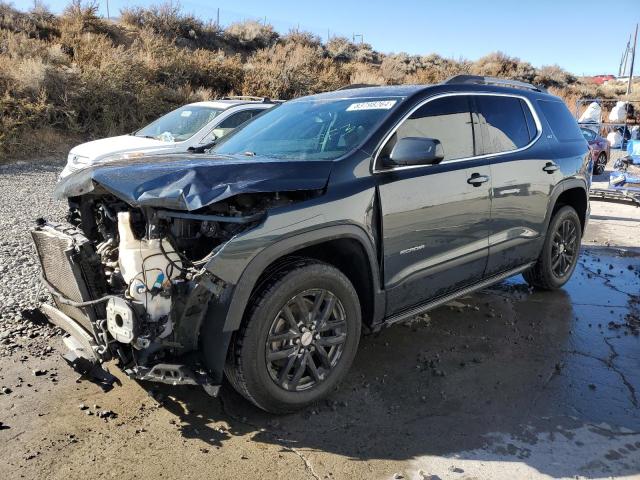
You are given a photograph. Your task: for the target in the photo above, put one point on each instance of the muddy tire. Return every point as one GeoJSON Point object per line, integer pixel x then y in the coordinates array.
{"type": "Point", "coordinates": [298, 337]}
{"type": "Point", "coordinates": [560, 252]}
{"type": "Point", "coordinates": [600, 164]}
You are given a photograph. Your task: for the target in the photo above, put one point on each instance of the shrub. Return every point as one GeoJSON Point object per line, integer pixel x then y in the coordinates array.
{"type": "Point", "coordinates": [250, 35]}
{"type": "Point", "coordinates": [498, 64]}
{"type": "Point", "coordinates": [289, 70]}
{"type": "Point", "coordinates": [168, 20]}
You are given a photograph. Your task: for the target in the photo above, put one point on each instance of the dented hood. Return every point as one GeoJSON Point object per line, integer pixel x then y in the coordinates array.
{"type": "Point", "coordinates": [190, 182]}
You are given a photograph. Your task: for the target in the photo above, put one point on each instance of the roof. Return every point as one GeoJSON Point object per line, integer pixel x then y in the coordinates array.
{"type": "Point", "coordinates": [368, 92]}
{"type": "Point", "coordinates": [461, 83]}
{"type": "Point", "coordinates": [224, 104]}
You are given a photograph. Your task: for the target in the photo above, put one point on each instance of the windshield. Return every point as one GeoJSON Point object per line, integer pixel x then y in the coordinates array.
{"type": "Point", "coordinates": [180, 124]}
{"type": "Point", "coordinates": [309, 130]}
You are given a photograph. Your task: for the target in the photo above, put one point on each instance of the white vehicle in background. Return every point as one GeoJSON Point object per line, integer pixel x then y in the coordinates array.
{"type": "Point", "coordinates": [191, 128]}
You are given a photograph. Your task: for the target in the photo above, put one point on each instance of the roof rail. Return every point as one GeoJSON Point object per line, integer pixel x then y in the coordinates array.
{"type": "Point", "coordinates": [250, 98]}
{"type": "Point", "coordinates": [499, 82]}
{"type": "Point", "coordinates": [357, 85]}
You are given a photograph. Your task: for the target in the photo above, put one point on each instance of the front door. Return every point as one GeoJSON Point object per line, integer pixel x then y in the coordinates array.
{"type": "Point", "coordinates": [520, 181]}
{"type": "Point", "coordinates": [435, 217]}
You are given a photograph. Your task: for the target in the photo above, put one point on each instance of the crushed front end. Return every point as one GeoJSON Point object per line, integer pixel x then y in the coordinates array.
{"type": "Point", "coordinates": [129, 273]}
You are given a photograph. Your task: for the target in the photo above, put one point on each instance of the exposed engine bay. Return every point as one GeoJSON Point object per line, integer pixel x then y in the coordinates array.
{"type": "Point", "coordinates": [136, 279]}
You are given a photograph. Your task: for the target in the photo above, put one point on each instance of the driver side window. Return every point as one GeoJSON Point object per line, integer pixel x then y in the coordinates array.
{"type": "Point", "coordinates": [446, 119]}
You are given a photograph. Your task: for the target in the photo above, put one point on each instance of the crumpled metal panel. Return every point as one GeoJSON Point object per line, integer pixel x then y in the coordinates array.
{"type": "Point", "coordinates": [190, 182]}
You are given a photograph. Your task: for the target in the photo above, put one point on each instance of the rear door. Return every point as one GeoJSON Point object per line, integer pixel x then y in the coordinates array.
{"type": "Point", "coordinates": [435, 217]}
{"type": "Point", "coordinates": [523, 178]}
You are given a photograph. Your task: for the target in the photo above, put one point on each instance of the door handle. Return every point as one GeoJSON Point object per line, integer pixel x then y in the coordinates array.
{"type": "Point", "coordinates": [476, 179]}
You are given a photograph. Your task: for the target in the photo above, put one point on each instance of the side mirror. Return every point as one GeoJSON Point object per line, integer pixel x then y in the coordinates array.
{"type": "Point", "coordinates": [415, 151]}
{"type": "Point", "coordinates": [201, 148]}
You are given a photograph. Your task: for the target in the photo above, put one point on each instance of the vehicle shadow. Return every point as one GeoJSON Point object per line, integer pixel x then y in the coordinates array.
{"type": "Point", "coordinates": [491, 376]}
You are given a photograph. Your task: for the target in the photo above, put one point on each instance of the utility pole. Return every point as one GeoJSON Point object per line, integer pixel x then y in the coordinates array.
{"type": "Point", "coordinates": [625, 57]}
{"type": "Point", "coordinates": [633, 57]}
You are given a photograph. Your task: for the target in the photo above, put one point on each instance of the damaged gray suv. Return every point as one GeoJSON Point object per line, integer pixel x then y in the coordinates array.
{"type": "Point", "coordinates": [263, 260]}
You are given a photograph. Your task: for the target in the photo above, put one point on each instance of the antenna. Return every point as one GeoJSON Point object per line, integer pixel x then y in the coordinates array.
{"type": "Point", "coordinates": [633, 57]}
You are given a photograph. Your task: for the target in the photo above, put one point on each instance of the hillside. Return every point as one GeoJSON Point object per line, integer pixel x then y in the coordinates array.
{"type": "Point", "coordinates": [75, 76]}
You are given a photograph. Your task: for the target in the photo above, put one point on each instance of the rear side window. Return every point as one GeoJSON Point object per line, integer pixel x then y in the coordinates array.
{"type": "Point", "coordinates": [563, 125]}
{"type": "Point", "coordinates": [447, 119]}
{"type": "Point", "coordinates": [505, 123]}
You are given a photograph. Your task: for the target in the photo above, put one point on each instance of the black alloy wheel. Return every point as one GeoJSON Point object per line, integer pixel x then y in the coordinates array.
{"type": "Point", "coordinates": [306, 340]}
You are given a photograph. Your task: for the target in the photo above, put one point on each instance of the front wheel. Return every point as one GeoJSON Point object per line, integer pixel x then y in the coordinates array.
{"type": "Point", "coordinates": [298, 338]}
{"type": "Point", "coordinates": [559, 255]}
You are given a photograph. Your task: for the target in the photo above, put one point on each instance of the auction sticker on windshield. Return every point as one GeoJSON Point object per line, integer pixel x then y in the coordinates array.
{"type": "Point", "coordinates": [378, 105]}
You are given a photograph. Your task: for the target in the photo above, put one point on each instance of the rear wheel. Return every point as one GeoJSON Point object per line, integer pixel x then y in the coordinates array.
{"type": "Point", "coordinates": [298, 339]}
{"type": "Point", "coordinates": [559, 255]}
{"type": "Point", "coordinates": [601, 164]}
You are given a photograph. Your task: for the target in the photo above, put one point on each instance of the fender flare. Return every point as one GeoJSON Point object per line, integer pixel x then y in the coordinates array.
{"type": "Point", "coordinates": [224, 315]}
{"type": "Point", "coordinates": [559, 189]}
{"type": "Point", "coordinates": [281, 248]}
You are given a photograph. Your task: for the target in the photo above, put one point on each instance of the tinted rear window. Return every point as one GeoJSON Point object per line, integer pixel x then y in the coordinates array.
{"type": "Point", "coordinates": [505, 123]}
{"type": "Point", "coordinates": [562, 123]}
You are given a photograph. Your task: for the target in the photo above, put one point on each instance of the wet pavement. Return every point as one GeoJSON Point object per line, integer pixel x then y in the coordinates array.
{"type": "Point", "coordinates": [505, 383]}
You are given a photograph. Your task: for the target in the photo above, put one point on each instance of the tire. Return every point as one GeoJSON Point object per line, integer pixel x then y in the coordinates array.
{"type": "Point", "coordinates": [547, 273]}
{"type": "Point", "coordinates": [601, 164]}
{"type": "Point", "coordinates": [281, 302]}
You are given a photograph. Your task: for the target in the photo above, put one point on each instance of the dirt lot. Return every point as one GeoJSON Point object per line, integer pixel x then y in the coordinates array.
{"type": "Point", "coordinates": [507, 383]}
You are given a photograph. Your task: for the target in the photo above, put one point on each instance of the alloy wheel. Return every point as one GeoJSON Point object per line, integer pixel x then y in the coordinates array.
{"type": "Point", "coordinates": [306, 340]}
{"type": "Point", "coordinates": [564, 249]}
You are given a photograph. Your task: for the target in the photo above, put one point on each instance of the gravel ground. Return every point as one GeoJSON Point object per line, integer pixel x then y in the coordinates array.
{"type": "Point", "coordinates": [26, 194]}
{"type": "Point", "coordinates": [506, 383]}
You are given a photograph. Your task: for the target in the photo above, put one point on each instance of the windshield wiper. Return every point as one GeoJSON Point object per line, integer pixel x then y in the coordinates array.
{"type": "Point", "coordinates": [202, 148]}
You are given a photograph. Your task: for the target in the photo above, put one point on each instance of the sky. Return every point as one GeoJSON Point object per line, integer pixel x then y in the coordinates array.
{"type": "Point", "coordinates": [585, 37]}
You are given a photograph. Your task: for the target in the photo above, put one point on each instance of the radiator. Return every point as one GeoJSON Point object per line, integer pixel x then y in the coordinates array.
{"type": "Point", "coordinates": [70, 263]}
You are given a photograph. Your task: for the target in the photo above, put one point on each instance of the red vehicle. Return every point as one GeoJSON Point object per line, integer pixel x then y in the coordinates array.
{"type": "Point", "coordinates": [600, 150]}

........

#### Task details:
Only the lines from the one holding "the red vehicle." to the end of the material are wanted, each transcribed exactly.

#### Exercise answer:
You are given a photograph. Your task: for the target in the photo above, put one point on each instance of the red vehicle. Return every point as one GeoJSON Point object per line, integer pixel x then y in the coordinates array.
{"type": "Point", "coordinates": [600, 150]}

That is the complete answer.